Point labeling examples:

------------------------------

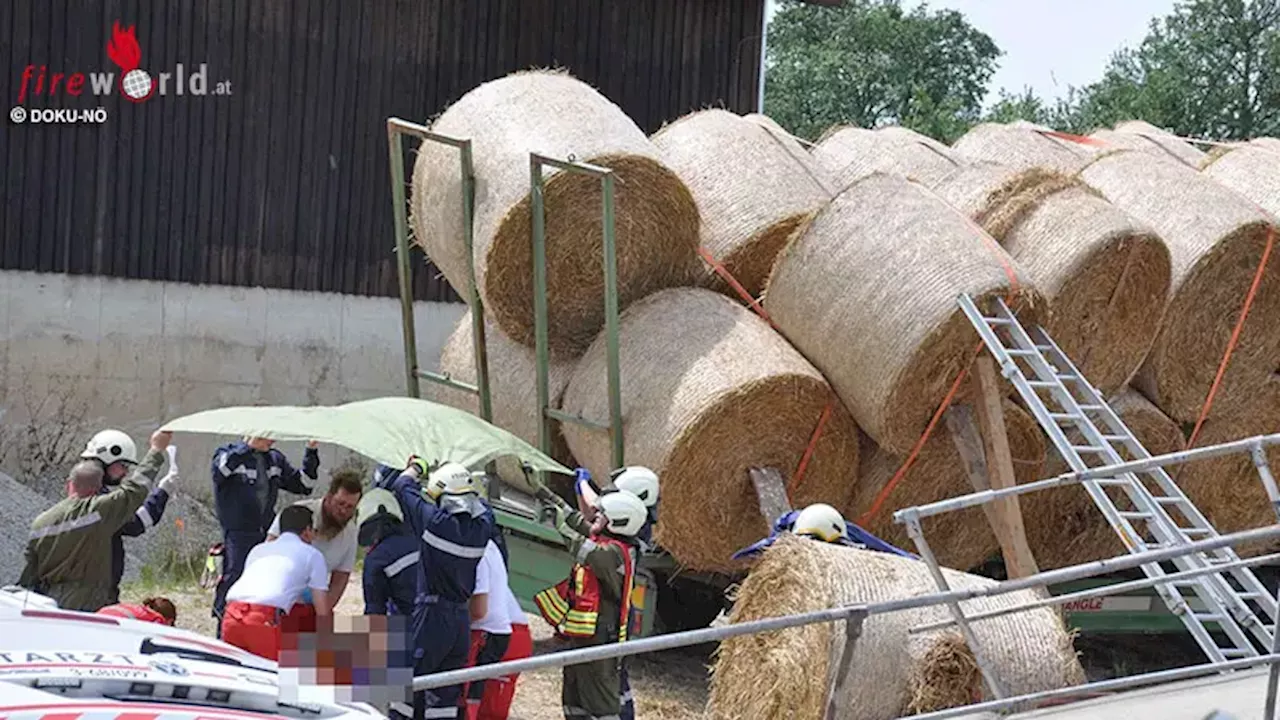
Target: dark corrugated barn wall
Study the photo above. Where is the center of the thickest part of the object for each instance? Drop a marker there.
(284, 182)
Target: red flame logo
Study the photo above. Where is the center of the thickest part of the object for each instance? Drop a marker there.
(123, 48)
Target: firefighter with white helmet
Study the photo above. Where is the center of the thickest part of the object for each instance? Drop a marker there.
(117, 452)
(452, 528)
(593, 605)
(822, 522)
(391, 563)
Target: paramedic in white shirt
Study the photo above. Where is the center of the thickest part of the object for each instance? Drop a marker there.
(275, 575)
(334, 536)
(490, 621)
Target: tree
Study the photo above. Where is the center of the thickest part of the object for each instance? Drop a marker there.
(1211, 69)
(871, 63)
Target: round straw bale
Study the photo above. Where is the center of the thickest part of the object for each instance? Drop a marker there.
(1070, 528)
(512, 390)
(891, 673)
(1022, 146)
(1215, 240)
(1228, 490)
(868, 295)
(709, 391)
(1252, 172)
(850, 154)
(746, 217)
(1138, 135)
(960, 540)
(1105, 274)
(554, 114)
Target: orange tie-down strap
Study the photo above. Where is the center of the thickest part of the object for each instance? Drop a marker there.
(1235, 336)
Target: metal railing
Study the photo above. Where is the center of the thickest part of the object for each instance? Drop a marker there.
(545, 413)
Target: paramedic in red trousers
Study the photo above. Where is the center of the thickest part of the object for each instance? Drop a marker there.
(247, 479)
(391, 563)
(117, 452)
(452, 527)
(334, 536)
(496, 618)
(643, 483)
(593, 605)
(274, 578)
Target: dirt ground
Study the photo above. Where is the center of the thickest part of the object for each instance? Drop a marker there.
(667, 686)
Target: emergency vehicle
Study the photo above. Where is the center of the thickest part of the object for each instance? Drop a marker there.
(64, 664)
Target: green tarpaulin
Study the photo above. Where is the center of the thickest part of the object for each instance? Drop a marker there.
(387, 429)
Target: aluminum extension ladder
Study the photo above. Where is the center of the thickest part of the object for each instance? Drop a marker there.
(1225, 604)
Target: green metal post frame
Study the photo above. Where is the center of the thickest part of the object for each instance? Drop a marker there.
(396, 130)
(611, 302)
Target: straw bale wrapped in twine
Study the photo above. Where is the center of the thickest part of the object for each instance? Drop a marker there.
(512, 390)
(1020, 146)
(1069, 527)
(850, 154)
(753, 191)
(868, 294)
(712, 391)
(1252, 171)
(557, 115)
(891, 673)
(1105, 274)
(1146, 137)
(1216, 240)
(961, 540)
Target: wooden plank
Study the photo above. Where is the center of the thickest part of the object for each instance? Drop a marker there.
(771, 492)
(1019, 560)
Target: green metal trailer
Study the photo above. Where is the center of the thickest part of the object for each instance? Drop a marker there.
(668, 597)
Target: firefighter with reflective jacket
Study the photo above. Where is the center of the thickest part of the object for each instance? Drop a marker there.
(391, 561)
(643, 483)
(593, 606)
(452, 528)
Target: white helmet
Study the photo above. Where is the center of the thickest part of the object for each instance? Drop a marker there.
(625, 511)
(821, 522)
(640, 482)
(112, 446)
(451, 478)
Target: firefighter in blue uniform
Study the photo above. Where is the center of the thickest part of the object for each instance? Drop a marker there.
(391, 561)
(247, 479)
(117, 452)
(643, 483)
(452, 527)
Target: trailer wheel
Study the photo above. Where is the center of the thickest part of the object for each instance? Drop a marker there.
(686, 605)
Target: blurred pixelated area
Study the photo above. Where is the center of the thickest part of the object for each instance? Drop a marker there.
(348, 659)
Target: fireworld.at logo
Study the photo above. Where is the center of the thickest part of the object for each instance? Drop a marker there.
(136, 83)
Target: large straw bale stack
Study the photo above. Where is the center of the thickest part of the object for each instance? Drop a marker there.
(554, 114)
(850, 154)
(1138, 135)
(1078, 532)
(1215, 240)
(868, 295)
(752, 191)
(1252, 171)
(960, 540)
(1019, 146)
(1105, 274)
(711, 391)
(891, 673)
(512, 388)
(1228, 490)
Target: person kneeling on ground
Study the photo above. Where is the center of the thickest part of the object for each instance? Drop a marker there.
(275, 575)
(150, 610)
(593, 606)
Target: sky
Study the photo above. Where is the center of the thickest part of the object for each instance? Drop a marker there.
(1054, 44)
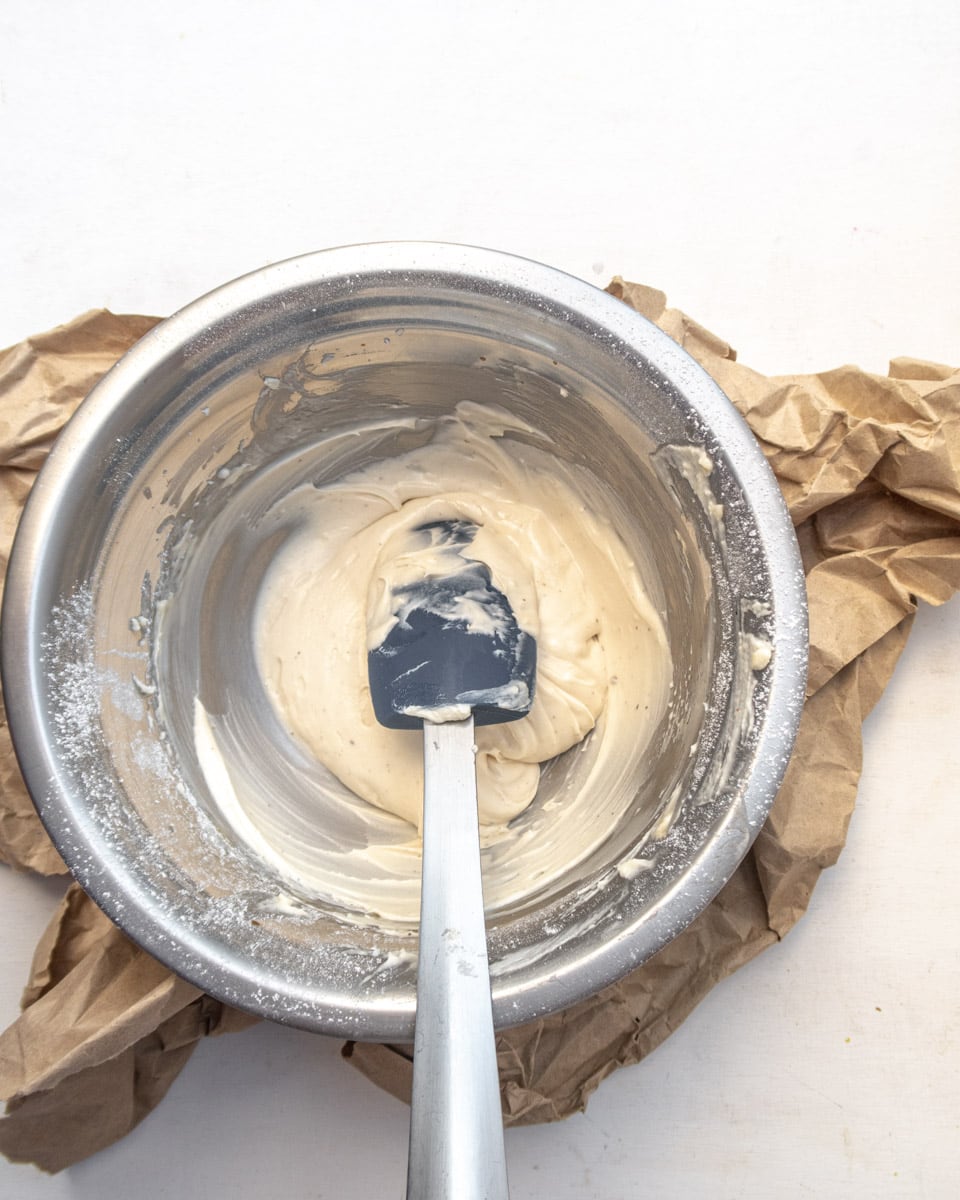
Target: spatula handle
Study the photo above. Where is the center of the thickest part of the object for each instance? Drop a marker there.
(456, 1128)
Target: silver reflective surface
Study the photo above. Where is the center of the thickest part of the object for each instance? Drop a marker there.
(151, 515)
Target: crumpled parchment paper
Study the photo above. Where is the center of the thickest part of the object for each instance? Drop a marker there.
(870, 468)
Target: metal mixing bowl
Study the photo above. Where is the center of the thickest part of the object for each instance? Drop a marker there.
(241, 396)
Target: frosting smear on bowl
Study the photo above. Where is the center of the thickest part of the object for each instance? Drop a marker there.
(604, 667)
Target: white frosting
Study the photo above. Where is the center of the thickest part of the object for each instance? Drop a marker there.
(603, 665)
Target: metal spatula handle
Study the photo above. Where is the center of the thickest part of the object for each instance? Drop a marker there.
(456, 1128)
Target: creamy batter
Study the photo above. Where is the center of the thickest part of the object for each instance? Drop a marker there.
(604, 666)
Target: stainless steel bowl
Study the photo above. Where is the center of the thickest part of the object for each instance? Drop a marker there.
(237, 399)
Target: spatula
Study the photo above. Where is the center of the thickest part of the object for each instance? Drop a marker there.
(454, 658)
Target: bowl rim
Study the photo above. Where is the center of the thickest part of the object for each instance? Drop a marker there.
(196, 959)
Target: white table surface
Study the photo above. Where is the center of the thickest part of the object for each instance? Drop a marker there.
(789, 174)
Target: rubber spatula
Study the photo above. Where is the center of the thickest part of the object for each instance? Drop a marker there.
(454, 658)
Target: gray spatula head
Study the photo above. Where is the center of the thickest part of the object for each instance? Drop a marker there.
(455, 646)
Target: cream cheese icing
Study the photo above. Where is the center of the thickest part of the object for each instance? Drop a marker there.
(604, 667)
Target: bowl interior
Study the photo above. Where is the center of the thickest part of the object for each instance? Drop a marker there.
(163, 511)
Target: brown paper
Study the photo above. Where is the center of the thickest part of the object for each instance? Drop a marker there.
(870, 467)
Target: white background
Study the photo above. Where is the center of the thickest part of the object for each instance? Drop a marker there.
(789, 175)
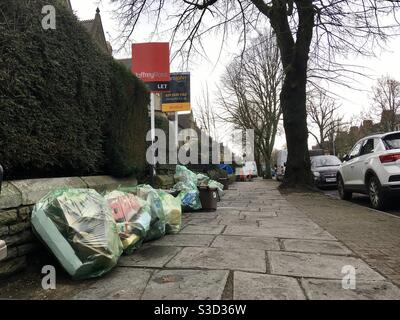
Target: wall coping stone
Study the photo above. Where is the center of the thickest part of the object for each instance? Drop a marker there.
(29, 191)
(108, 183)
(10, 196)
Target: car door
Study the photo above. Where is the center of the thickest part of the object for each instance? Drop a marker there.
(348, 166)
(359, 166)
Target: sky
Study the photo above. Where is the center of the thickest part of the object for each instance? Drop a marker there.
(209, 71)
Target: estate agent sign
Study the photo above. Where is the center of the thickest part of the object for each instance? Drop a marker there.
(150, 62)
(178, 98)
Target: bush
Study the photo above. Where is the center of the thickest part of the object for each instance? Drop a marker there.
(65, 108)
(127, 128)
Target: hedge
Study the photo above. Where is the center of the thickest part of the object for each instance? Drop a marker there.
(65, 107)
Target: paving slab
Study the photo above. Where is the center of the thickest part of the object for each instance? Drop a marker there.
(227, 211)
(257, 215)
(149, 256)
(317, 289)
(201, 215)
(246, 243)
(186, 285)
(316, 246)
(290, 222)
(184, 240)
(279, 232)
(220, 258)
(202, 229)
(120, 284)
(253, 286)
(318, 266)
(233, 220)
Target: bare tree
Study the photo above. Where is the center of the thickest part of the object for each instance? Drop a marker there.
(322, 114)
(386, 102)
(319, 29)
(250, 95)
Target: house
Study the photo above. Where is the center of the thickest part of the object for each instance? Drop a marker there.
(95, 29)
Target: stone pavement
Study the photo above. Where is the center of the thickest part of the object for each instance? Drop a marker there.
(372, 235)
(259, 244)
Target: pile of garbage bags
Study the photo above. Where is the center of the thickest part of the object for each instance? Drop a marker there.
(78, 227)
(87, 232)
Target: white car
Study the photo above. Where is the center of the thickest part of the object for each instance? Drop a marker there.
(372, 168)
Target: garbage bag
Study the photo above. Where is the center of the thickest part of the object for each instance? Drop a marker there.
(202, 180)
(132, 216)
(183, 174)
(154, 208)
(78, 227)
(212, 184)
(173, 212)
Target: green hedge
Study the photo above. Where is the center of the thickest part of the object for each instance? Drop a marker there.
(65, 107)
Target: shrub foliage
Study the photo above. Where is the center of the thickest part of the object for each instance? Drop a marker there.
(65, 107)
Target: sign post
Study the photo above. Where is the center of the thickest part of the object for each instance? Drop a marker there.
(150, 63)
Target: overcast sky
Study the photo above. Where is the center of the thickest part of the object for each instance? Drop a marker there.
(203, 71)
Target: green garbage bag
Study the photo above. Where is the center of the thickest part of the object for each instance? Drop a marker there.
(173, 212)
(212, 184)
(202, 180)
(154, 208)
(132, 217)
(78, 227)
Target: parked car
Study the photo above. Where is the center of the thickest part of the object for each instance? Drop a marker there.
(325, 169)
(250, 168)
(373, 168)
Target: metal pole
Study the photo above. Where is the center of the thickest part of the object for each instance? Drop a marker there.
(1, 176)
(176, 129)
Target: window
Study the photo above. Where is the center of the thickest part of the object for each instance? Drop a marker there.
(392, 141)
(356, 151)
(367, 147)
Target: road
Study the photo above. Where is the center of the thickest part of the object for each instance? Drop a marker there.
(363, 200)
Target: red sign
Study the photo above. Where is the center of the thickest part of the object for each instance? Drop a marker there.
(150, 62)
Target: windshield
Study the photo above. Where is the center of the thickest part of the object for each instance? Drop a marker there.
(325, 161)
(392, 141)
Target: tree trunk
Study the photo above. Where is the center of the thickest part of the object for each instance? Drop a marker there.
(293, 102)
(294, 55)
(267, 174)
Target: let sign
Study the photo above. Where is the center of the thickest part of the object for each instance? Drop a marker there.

------------------------------

Goal: All lines from the one containing "Target: parked car" through the final line of the listing above are to be reproduced exactly; include both and add nothing.

Expected answer:
Target: parked car
Study the photo above. Where is the center of the thickest part of the object for each instance? Drop a marker there.
(325, 169)
(250, 168)
(373, 168)
Target: metal pole
Study the photo above. Where is the center of the thickest part of the object for each instance? Drop a marker there.
(1, 176)
(176, 129)
Target: window
Study the photo above. Where is the center of the thickest part of the object for each instance? Drop a marker there.
(392, 141)
(356, 151)
(367, 147)
Target: road
Study the photo above. Where is the center of the thickest part of the object for each instance? Drop a marker there.
(363, 200)
Target: red sign
Study the photo above. Where is the center of the thickest part of the object for each instance? Drop a marker there.
(150, 62)
Target: windshield
Study the photo above. Where is the center of the thickest part of the object for each instance? Drop a marker there.
(325, 161)
(392, 141)
Target: tree trunk
Study the photo above. Where is the center of the thickest part of the object for each instance? Drop a marker there.
(293, 102)
(294, 55)
(267, 174)
Target: let sign
Study the photo above. Where is the center of the thickest part of the object for each instance? Drop a marker there.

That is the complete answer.